■ **Direction 1**: Update the entries starting at the beginning of the entries and ending at the line that contains "[51,39,410,120]", replacing "soccer ball" with "football" and keeping everything else the same.

■ **Document segment**:
════

An attempt to copy nature is a huge challenge and to try and replicate its smallest detail is near impossible! Ceramic artist Hitomi Hososno aims to achieve this feat in her porcelain jars and towers leaving us spellbound to say the least.
Magic! Only that can give reason to the beauty of this porcelain – maybe a garden fairy waved her wand and shaped the leaves and petals on these exquisite pieces. But reality raps hard voicing this porcelain art is the work of Hitomi Hosono.

The leaves spiraling upwards and outwards seem to bring the Soyokaze tower to life by creating a semblance of static motion.
A contemporary ceramist, Hitomi Hosono who is originally from Japan, merges European and Japanese traditions with her own unique approach to create her fine masterpieces. Having initially studied ceramics at the Kanazawa College of Art in Japan, she spent a year in Copenhagen studying ceramic design at The Royal Danish Academy of Fine Arts. Later she got an MA from the Royal College of Art in London, which also gave her an opportunity to work with Wedgwood as part of her MA degree project. Today, she has established herself as an independent artist with a global clientele.
Based in London, Hosono creates her detailed flora-inspired sculptures from her memory, especially from that of a rice farm in Japan’s Gifu Prefecture, where she grew up. Anything verdant, like the trees across her studio or the flowers she finds on her walks in London, is captured by her strong photographic memory and she reproduces them as base sketches for her intricate work.

The foliage seems to be trying to climb over each other to reach the inner sanctum in this piece titled Shirakawa Gold.
All the porcelain towers, bowls, and boxes which are a close life-like depiction of foliage clusters and flower petals or buds in cream or black hues, begin as pencil sketches. Hosono converts these sketches into carved 3-D models using clay or plasticine and then casts them in dentist’s plaster. This acts as her mould into which she pours porcelain enough times to have the ample amount of leaves, or flowers or buds or any other foliage required to cover her sculpture.

The Black Camellia Box, once opened is no less than a jewel, gold shining against the black with the rich beauty of each petal subtly visible.
But before she places each of her bud or leaf, layer upon layer on to a shape, they are refined which according to her, ‘is the core of her work or else the details would cease to be in the replication’. Once hand carved they are thrown onto the wheel, and left to dry.

════

[Box-labeled dataset extracts]

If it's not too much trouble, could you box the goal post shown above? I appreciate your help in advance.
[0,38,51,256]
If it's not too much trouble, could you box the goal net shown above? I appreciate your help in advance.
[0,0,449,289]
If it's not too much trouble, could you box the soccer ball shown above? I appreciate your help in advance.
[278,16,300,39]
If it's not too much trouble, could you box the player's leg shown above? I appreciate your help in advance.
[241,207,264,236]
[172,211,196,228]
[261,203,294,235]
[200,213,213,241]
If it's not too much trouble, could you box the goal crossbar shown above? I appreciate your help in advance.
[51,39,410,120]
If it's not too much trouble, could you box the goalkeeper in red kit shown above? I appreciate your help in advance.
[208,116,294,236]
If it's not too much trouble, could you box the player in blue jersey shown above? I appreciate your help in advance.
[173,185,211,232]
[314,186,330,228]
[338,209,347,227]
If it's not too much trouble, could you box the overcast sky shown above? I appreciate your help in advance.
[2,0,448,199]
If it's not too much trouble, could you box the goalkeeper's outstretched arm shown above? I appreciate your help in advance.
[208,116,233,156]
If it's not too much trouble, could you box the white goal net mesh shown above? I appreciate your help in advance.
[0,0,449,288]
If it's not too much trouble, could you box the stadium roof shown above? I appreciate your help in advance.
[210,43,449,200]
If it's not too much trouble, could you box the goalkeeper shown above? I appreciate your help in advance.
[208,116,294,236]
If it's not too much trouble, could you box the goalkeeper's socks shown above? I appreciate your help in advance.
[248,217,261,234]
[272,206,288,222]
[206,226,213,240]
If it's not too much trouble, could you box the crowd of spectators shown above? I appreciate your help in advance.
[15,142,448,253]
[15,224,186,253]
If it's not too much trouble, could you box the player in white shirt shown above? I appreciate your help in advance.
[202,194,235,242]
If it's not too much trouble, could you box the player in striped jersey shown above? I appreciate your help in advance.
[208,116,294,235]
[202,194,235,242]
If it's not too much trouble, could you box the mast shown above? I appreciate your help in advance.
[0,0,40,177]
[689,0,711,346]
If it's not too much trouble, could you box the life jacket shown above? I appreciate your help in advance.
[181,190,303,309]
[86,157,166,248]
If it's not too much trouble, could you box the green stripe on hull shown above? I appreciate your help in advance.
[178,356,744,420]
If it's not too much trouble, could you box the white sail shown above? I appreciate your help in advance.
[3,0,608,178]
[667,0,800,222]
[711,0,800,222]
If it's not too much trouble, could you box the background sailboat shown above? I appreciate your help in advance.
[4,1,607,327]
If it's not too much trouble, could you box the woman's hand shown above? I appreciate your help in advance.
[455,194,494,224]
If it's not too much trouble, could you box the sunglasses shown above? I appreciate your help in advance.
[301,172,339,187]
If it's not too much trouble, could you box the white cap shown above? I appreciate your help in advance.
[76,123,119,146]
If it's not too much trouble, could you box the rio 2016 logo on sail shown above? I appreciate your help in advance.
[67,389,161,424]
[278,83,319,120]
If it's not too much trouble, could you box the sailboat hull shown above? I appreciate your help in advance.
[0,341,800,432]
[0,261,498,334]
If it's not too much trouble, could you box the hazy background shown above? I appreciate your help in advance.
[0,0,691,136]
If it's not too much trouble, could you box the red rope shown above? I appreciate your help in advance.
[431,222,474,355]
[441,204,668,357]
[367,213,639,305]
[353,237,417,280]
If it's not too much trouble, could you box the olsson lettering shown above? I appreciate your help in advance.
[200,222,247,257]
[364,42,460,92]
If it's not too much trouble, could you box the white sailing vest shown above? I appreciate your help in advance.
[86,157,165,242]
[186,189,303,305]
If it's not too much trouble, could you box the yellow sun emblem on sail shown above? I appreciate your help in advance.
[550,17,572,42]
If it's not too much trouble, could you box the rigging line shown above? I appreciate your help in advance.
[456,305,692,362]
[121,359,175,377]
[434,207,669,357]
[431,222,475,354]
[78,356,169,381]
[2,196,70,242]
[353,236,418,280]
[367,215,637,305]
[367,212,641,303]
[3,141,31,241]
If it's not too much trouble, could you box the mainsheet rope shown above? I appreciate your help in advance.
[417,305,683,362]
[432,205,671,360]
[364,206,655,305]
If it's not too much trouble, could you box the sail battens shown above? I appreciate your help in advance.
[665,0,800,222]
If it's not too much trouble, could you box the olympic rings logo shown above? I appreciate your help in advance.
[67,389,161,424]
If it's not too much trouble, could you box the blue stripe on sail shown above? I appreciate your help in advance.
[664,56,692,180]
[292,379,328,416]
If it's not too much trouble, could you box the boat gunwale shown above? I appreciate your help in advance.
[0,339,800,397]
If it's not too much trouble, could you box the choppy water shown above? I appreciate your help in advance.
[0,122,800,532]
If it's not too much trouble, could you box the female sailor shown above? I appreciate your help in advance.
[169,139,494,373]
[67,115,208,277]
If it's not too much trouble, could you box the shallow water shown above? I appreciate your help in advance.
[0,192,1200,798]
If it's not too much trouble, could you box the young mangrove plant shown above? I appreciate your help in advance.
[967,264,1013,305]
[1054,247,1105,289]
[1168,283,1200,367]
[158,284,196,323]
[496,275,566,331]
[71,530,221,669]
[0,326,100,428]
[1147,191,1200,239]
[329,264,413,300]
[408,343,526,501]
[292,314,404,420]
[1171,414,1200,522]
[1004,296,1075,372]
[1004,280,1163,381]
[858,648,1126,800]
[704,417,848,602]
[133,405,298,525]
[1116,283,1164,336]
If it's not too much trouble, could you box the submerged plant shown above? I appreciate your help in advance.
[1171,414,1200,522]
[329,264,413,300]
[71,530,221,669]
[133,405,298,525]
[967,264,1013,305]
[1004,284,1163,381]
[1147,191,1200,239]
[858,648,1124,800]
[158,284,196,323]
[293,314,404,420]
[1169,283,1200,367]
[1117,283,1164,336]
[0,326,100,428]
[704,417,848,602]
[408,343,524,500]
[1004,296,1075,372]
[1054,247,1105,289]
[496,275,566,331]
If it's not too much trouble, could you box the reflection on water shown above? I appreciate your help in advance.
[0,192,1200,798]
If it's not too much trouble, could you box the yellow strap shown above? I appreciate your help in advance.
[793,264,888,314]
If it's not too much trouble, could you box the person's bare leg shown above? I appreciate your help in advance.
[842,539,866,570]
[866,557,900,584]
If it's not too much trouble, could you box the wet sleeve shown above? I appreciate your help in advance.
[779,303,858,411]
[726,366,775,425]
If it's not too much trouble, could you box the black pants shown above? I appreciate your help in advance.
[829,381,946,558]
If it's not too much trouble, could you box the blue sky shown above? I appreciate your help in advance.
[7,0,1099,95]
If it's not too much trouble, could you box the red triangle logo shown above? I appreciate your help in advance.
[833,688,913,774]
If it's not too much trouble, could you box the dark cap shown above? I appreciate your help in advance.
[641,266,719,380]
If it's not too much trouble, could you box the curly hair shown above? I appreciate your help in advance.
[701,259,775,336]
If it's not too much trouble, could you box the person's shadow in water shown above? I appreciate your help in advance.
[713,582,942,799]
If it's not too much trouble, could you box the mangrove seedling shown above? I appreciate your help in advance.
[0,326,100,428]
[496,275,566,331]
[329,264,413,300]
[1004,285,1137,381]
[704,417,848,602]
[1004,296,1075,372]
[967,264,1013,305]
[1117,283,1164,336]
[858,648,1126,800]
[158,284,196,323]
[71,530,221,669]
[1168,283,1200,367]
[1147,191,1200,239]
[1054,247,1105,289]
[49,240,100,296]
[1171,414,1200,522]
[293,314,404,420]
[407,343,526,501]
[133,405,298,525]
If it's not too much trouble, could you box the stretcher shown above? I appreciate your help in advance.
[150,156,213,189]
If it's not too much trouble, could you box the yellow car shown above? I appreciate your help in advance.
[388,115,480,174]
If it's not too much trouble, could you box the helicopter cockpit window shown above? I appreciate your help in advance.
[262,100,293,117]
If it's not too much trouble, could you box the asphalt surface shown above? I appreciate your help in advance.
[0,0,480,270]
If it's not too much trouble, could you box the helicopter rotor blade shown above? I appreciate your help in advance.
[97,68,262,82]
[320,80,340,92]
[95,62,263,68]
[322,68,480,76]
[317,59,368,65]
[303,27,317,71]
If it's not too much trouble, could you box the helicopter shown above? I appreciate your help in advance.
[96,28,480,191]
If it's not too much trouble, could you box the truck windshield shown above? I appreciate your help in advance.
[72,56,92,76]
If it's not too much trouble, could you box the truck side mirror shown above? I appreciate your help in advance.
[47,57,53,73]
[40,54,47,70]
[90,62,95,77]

════

■ **Direction 2**: According to the text about the ceramic artist, where did she spend a year studying ceramic design?

■ **Written answer 1**:
If it's not too much trouble, could you box the goal post shown above? I appreciate your help in advance.
[0,38,51,256]
If it's not too much trouble, could you box the goal net shown above? I appreciate your help in advance.
[0,0,449,289]
If it's not too much trouble, could you box the football shown above? I appreciate your help in advance.
[278,16,300,39]
If it's not too much trouble, could you box the player's leg shown above? I appreciate your help in advance.
[241,207,264,236]
[172,211,196,228]
[261,203,294,235]
[200,213,213,241]
If it's not too much trouble, could you box the goal crossbar shown above? I appreciate your help in advance.
[51,39,410,120]

■ **Written answer 2**: At The Royal Danish Academy of Fine Arts in Copenhagen.